WHAT YOU HAVE TO DO
Take the material below and write it all out again exactly.

Stored items
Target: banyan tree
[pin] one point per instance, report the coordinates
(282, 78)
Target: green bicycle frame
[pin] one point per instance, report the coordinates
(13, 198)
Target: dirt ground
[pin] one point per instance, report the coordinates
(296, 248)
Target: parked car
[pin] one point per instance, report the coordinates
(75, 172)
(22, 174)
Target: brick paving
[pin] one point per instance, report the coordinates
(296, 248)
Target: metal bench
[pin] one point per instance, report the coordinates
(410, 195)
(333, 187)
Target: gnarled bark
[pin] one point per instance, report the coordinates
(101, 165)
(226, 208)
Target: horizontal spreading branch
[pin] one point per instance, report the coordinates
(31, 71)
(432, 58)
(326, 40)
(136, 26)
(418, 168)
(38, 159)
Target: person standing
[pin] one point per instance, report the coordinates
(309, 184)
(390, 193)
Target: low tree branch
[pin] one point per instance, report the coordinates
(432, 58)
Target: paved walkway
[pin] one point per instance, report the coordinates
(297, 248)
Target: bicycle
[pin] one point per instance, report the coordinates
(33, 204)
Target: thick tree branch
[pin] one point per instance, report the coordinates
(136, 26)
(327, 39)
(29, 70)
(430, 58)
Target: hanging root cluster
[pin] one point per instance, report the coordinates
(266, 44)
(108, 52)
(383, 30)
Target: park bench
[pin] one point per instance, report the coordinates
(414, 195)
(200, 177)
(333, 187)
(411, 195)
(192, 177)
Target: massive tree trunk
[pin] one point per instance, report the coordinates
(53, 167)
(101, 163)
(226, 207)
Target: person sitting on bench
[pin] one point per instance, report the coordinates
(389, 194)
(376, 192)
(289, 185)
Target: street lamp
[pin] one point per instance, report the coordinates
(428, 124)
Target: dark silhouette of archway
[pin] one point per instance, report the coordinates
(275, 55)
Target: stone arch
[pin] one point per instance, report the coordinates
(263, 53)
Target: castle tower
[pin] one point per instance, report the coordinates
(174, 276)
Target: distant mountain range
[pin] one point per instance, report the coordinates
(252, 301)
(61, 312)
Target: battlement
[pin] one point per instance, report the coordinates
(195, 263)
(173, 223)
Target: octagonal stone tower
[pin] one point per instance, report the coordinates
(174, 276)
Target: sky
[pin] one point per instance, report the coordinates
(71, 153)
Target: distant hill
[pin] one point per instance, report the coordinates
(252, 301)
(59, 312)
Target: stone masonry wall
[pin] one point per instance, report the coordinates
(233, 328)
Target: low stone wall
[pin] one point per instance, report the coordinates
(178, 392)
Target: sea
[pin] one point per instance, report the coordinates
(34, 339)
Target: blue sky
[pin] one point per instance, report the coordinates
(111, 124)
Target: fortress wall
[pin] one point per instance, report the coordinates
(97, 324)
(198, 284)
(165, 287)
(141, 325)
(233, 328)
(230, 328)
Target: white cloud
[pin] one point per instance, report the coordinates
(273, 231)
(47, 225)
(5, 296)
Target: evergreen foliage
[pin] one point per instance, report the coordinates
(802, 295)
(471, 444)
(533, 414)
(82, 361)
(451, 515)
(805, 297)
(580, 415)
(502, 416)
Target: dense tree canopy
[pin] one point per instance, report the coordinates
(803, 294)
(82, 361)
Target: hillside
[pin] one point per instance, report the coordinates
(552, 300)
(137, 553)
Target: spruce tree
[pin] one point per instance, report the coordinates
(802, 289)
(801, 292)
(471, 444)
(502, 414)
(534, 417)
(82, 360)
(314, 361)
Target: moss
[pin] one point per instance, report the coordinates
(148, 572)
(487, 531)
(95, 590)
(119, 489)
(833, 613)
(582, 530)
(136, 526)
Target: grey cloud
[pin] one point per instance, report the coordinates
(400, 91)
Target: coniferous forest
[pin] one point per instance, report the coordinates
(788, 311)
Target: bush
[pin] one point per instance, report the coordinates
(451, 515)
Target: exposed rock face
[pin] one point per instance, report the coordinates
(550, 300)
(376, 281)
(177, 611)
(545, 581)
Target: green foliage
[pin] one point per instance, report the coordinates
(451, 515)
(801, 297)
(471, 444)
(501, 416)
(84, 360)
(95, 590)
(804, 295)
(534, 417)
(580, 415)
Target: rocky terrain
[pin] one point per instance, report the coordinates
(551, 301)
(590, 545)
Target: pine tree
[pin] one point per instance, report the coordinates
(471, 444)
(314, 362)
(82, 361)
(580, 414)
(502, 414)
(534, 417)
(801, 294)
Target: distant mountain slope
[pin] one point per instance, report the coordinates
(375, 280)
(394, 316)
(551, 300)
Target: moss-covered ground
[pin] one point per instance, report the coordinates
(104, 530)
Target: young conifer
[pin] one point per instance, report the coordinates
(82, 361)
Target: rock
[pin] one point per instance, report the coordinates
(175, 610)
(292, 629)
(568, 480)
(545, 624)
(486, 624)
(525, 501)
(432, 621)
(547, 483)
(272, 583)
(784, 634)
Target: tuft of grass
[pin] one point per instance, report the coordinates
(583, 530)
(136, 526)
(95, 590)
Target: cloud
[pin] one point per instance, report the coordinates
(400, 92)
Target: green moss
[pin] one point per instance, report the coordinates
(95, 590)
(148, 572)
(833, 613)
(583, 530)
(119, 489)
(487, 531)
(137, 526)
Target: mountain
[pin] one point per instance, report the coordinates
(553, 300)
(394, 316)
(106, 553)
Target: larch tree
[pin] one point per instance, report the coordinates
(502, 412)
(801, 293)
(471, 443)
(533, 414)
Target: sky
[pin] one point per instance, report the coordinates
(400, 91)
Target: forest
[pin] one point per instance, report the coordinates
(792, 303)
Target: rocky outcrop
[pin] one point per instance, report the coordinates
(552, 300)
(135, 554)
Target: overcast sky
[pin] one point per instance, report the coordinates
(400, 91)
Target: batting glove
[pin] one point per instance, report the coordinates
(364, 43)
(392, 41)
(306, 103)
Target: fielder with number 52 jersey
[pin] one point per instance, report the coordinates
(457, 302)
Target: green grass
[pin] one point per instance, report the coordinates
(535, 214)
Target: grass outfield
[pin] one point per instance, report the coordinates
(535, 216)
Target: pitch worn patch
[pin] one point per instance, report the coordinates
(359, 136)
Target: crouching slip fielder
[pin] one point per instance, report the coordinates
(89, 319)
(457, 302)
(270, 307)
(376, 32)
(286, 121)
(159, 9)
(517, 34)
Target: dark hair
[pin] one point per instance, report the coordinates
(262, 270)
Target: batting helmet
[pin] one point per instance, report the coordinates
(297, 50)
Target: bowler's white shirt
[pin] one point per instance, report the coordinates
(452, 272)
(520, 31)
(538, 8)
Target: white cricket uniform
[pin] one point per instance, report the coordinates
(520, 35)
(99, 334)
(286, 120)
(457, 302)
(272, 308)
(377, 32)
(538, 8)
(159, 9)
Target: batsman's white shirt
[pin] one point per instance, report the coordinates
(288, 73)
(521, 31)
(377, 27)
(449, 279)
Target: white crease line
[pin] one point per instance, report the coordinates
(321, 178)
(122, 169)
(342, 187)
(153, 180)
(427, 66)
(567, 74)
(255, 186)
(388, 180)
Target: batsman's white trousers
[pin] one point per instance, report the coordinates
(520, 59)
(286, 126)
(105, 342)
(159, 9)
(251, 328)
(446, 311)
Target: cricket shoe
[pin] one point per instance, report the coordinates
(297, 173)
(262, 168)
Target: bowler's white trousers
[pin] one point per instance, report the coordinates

THE RESPONSE
Target: banyan tree
[pin] one point per instance, report the coordinates
(282, 78)
Target: green bicycle frame
[pin] one point per instance, report the coordinates
(13, 198)
Target: dirt ground
[pin] one point per instance, report the coordinates
(296, 248)
Target: parked car
[pin] one point per instance, report the coordinates
(75, 172)
(22, 174)
Target: brick paving
[pin] one point per instance, report the coordinates
(296, 248)
Target: metal bench
[pin] one point per instance, report the coordinates
(410, 195)
(333, 187)
Target: gnarled bark
[pin] one point per instance, report the coordinates
(101, 165)
(226, 208)
Target: horizontal spreading branch
[pin] one point per instance, report the coordinates
(31, 71)
(432, 58)
(326, 40)
(136, 26)
(418, 168)
(38, 159)
Target: person standing
[pin] one point per instance, report the coordinates
(309, 184)
(390, 193)
Target: low tree branch
[pin] one point per instance, report the coordinates
(432, 58)
Target: paved walkway
[pin] one point per instance, report the coordinates
(297, 248)
Target: bicycle
[pin] one point per instance, report the coordinates
(33, 204)
Target: thick tree branch
[pin] one point per instance, report the coordinates
(136, 26)
(327, 39)
(29, 70)
(430, 58)
Target: hanging root cluster
[pin] one point per instance, report the coordinates
(266, 44)
(108, 52)
(383, 30)
Target: park bench
[pin] one point per instance, report the coordinates
(414, 195)
(200, 177)
(333, 187)
(411, 195)
(192, 177)
Target: massive tree trunk
[pin] one point per instance, report the coordinates
(53, 167)
(101, 163)
(226, 207)
Target: person sitting on bench
[pin] one point per instance, report the coordinates
(389, 194)
(376, 192)
(289, 185)
Target: street lamp
[pin] one point per instance, report the coordinates
(428, 124)
Target: dark silhouette of archway
[pin] one point per instance, report the coordinates
(275, 55)
Target: stone arch
[pin] one point per instance, report the coordinates
(263, 53)
Target: castle tower
[pin] one point per instance, report the coordinates
(174, 276)
Target: distant mountain range
[pin] one point per instance, report the coordinates
(252, 301)
(61, 312)
Target: battlement
[pin] one point per instance, report the coordinates
(195, 263)
(173, 223)
Target: octagonal stone tower
[pin] one point per instance, report the coordinates
(174, 276)
Target: sky
[pin] one point per instance, report the coordinates
(71, 153)
Target: distant hill
[pin] one point per instance, report the coordinates
(252, 301)
(59, 312)
Target: stone masonry wall
[pin] one point per instance, report the coordinates
(233, 328)
Target: low stone wall
[pin] one point per instance, report the coordinates
(178, 392)
Target: sea
[pin] one point per instance, report the coordinates
(34, 339)
Target: blue sky
[pin] one point per instance, report the coordinates
(111, 124)
Target: fortress wall
[pin] one point per instance, report the coordinates
(97, 324)
(198, 284)
(165, 287)
(141, 325)
(233, 328)
(230, 328)
Target: white cloud
[pin] one point per instance, report the coordinates
(273, 231)
(47, 225)
(5, 296)
Target: evergreen foliage
[pin] one point per instance, report the coordinates
(802, 295)
(471, 444)
(533, 414)
(82, 361)
(451, 515)
(805, 297)
(580, 415)
(502, 416)
Target: dense tree canopy
[pin] one point per instance, report the coordinates
(803, 294)
(82, 361)
Target: hillside
[pin] one point per instance, report the coordinates
(552, 300)
(137, 553)
Target: spruce tree
[pin] one point per instance, report the coordinates
(802, 289)
(801, 292)
(471, 444)
(502, 414)
(534, 417)
(82, 360)
(314, 361)
Target: moss
[pin] one point per instance, report the coordinates
(148, 572)
(487, 531)
(95, 590)
(119, 489)
(833, 613)
(582, 530)
(136, 526)
Target: grey cloud
[pin] one point per instance, report the coordinates
(400, 91)
Target: coniferous forest
[pin] one point per instance, report the coordinates
(788, 311)
Target: bush
[pin] one point per instance, report the coordinates
(451, 515)
Target: exposed rock face
[pin] one point per instance, report the coordinates
(550, 300)
(376, 281)
(177, 611)
(545, 581)
Target: green foliage
[pin] one point per instance, report the coordinates
(451, 515)
(801, 297)
(471, 444)
(501, 416)
(84, 360)
(95, 590)
(804, 295)
(534, 417)
(580, 415)
Target: rocky terrain
[pin] one point per instance, report the coordinates
(551, 301)
(590, 545)
Target: pine tree
[pin] one point per instance, report the coordinates
(471, 444)
(314, 362)
(82, 361)
(580, 414)
(502, 414)
(534, 417)
(801, 294)
Target: distant mountain slope
[pin] one point per instance, report the coordinates
(375, 280)
(394, 316)
(551, 300)
Target: moss-covered ground
[pin] one point per instance, report the coordinates
(104, 530)
Target: young conifer
[pin] one point per instance, report the coordinates
(82, 361)
Target: rock
[pin] one point per instance, report the coordinates
(175, 610)
(292, 629)
(568, 480)
(545, 624)
(486, 624)
(525, 501)
(432, 621)
(547, 483)
(272, 583)
(784, 634)
Target: tuft of grass
[pin] one point per instance, report the coordinates
(583, 530)
(136, 526)
(95, 590)
Target: cloud
[pin] one point per instance, report the coordinates
(400, 92)
Target: green moss
[pin] one point per instance, report the coordinates
(95, 590)
(148, 572)
(833, 613)
(583, 530)
(119, 489)
(487, 531)
(137, 526)
Target: mountain
[pin] one point per instance, report the coordinates
(553, 300)
(394, 316)
(106, 553)
Target: larch tree
[pin] one point per instance, report the coordinates
(502, 412)
(801, 293)
(471, 443)
(533, 414)
Target: sky
[pin] one point per instance, report the coordinates
(400, 91)
Target: forest
[pin] one point per instance, report the coordinates
(792, 303)
Target: rocky outcrop
[pin] one point per instance, report the coordinates
(552, 300)
(135, 554)
Target: overcast sky
[pin] one point per instance, report the coordinates
(400, 91)
Target: batting glove
[pin] one point per instance, report the coordinates
(364, 43)
(392, 41)
(306, 103)
Target: fielder with number 52 jersey
[pin] one point per instance, report the coordinates
(457, 302)
Target: green grass
[pin] one point per instance, report the coordinates
(535, 214)
Target: grass outfield
[pin] one point per instance, report the coordinates
(535, 216)
Target: pitch worn patch
[pin] one point per instance, report the coordinates
(359, 136)
Target: crouching slip fielder
[pin] one point per instance, report the coordinates
(89, 319)
(457, 302)
(270, 307)
(376, 32)
(286, 121)
(159, 9)
(517, 34)
Target: dark hair
[pin] one point per instance, report the coordinates
(262, 270)
Target: batting helmet
[pin] one point per instance, report the coordinates
(297, 50)
Target: bowler's white shirt
[pin] one point per instance, report the coordinates
(452, 272)
(520, 31)
(538, 8)
Target: white cricket uniform
[pin] one point per instance, report the coordinates
(520, 35)
(99, 334)
(286, 120)
(457, 302)
(272, 308)
(377, 32)
(538, 8)
(159, 9)
Target: batsman's white shirt
[pin] one point per instance, report the coordinates
(288, 73)
(521, 31)
(377, 27)
(449, 279)
Target: white crease line
[pin] one point per instance, report the coordinates
(321, 178)
(122, 169)
(342, 187)
(153, 180)
(427, 66)
(567, 74)
(255, 186)
(388, 180)
Target: batsman's white trousers
[pin] one point per instance, report the coordinates
(520, 59)
(286, 126)
(105, 342)
(159, 9)
(251, 328)
(446, 311)
Target: cricket shoe
[pin] one point per instance, report the coordinates
(297, 173)
(262, 168)
Target: bowler's white trousers
[pin] one point per instance, report the coordinates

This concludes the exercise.